== Given exercise ==
Output each entry below as it stands, leaving out every picture.

== Record excerpts ==

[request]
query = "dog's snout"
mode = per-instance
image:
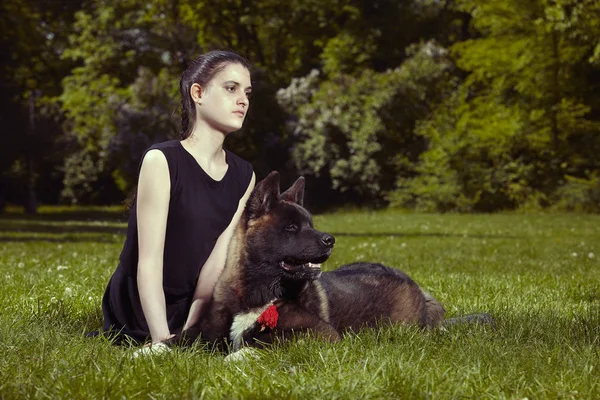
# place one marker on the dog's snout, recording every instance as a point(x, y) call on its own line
point(328, 240)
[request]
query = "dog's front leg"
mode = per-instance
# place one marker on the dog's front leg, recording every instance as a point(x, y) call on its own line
point(298, 320)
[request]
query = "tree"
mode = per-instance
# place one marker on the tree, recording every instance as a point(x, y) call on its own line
point(32, 36)
point(526, 116)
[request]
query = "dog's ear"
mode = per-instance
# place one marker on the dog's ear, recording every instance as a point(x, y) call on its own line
point(295, 193)
point(264, 197)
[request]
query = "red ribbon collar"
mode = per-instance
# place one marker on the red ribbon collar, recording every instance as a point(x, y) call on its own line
point(269, 318)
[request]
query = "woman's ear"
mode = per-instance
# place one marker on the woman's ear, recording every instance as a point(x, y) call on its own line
point(196, 92)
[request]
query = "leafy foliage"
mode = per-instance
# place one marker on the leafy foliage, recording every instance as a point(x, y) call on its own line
point(439, 105)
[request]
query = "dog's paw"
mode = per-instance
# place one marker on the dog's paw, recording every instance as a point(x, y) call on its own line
point(245, 353)
point(153, 350)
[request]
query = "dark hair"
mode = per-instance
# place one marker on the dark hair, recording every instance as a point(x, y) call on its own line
point(201, 71)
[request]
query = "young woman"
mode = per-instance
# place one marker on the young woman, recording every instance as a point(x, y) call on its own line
point(190, 196)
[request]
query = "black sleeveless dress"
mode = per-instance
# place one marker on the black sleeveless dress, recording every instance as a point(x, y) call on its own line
point(200, 209)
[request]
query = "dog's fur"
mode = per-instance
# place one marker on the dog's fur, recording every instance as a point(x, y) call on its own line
point(274, 260)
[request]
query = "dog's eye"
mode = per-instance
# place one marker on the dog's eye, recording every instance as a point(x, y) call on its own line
point(291, 227)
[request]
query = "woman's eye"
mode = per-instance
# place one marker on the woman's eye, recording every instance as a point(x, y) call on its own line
point(291, 227)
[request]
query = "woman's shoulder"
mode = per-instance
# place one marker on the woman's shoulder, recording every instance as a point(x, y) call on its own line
point(243, 169)
point(166, 145)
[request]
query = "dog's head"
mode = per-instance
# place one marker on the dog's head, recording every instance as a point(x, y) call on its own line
point(280, 234)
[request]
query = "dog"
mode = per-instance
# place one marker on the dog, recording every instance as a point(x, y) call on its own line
point(272, 284)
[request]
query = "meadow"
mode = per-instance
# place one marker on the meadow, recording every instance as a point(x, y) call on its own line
point(538, 275)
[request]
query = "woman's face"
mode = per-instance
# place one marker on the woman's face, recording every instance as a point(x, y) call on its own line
point(225, 100)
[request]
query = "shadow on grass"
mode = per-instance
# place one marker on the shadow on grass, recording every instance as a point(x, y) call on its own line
point(63, 226)
point(70, 215)
point(32, 227)
point(420, 234)
point(53, 239)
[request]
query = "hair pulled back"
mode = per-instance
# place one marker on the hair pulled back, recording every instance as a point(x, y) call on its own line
point(201, 71)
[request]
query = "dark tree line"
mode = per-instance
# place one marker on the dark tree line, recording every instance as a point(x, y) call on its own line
point(436, 105)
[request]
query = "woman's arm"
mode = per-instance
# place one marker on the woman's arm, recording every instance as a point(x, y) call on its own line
point(153, 195)
point(215, 263)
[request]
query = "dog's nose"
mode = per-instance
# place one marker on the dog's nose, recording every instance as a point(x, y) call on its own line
point(328, 240)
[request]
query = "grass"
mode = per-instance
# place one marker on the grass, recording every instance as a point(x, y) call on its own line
point(538, 275)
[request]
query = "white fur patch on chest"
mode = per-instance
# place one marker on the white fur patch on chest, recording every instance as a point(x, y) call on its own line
point(243, 322)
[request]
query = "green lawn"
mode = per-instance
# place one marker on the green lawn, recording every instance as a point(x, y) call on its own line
point(538, 275)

== Written reply ==
[request]
query = "dog's snout"
mode = per-instance
image:
# place one marker on the dog's snout, recording every instance as a point(x, y) call on its own line
point(328, 240)
[request]
query = "dog's front leg"
mode = per-instance
# place one marker on the dog's front leg, recording every instance as a point(x, y) call on its own line
point(298, 320)
[request]
query = "tree"
mode = per-instance
# place one marker on the tree, recording every instance as a point(x, y) call on its own line
point(32, 36)
point(526, 116)
[request]
query = "dog's ear"
mode = per-instance
# place one marker on the dog's ear, recording every instance as a point(x, y) call on its own line
point(295, 193)
point(264, 197)
[request]
query = "red ribbon collar"
mode = per-instance
# place one marker on the red ribbon collar, recording every instance as a point(x, y) call on its own line
point(269, 318)
[request]
query = "woman's ear"
mode = per-instance
# place one marker on the woman's ear, recording every instance as a point(x, y) call on its own line
point(196, 92)
[request]
query = "leafy foliage"
mode = per-instance
# place one marker on the leafy foliage, recording every instance as a point(x, y) call on its own line
point(439, 105)
[request]
query = "dog's paw"
mode = per-instance
# place one marker on the dog's paw, recording every instance as a point(x, y) call on its own line
point(245, 353)
point(153, 350)
[request]
query = "dark hair"
mode = per-instance
# place one marker on the dark hair, recording every instance as a point(x, y) call on its own line
point(201, 71)
[request]
query = "young woman"
mode = per-instance
# place one marker on the young woman, recording every instance as a point(x, y) call on its own line
point(190, 196)
[request]
query = "black sleeveless dress"
mode = per-instance
# place one marker on the black sleeveless dress, recording every instance as a point(x, y) call on its own line
point(200, 209)
[request]
query = "dog's fur"
mode = per-instance
# place one marker on the dog's fur, recording every instance as a point(x, y) call on its own line
point(274, 260)
[request]
query = "dog's eye"
mode = per-instance
# place one marker on the dog's eye, recording every instance as a point(x, y) call on its own line
point(291, 227)
[request]
query = "woman's eye"
mode = per-instance
# place one marker on the woman's eye, recording every instance as a point(x, y) call on its own line
point(291, 227)
[request]
query = "woman's shoulder"
mode = per-instance
# place one marker on the woman's shoulder, recording every instance as a point(x, y) call on its own line
point(243, 169)
point(166, 145)
[request]
query = "dog's head"
mode = per-instance
# place one marker on the dog's head, recording every instance as a point(x, y) call on its own line
point(280, 234)
[request]
query = "dog"
mode = per-instance
# place one marker on the dog, recording every instance as a point(x, y) call on its own line
point(272, 284)
[request]
query = "meadow"
mode = per-instance
# place one marker on the meadow, recording every instance as a point(x, y) call on its own line
point(538, 275)
[request]
query = "woman's face"
mode = per-instance
# place one marker on the woman's face, recording every instance as a point(x, y) call on its own line
point(225, 100)
[request]
query = "shadow on grass"
mode = per-instance
# place one marker on the shadow on grass, recording every instance as a point(x, y) call on its own line
point(63, 226)
point(70, 215)
point(32, 227)
point(420, 234)
point(53, 239)
[request]
query = "hair pulled back"
mode = per-instance
# place one marker on the hair pulled back, recording every instance as a point(x, y) call on its own line
point(201, 71)
[request]
query = "dark tree line"
mode = per-instance
# place one marker on the dark tree line, recording every instance as a point(x, y) call on its own line
point(436, 105)
[request]
query = "woman's arm"
mode = per-instance
# place one marker on the woman's arm, recording every instance as a point(x, y) call on its own line
point(153, 195)
point(215, 263)
[request]
query = "dog's nose"
mode = per-instance
# place one marker on the dog's nose, recording every instance as a point(x, y) call on its own line
point(328, 240)
[request]
query = "grass"
mode = per-instance
# place one marker on the grass, recording every instance as a point(x, y) call on its own line
point(538, 275)
[request]
query = "white fur patch on chest"
mode = per-instance
# place one marker on the white fur patch on chest, recording every instance as a point(x, y) call on its own line
point(243, 322)
[request]
query = "green lawn"
mode = per-instance
# place one marker on the green lawn, recording every instance as a point(x, y) call on its own line
point(538, 275)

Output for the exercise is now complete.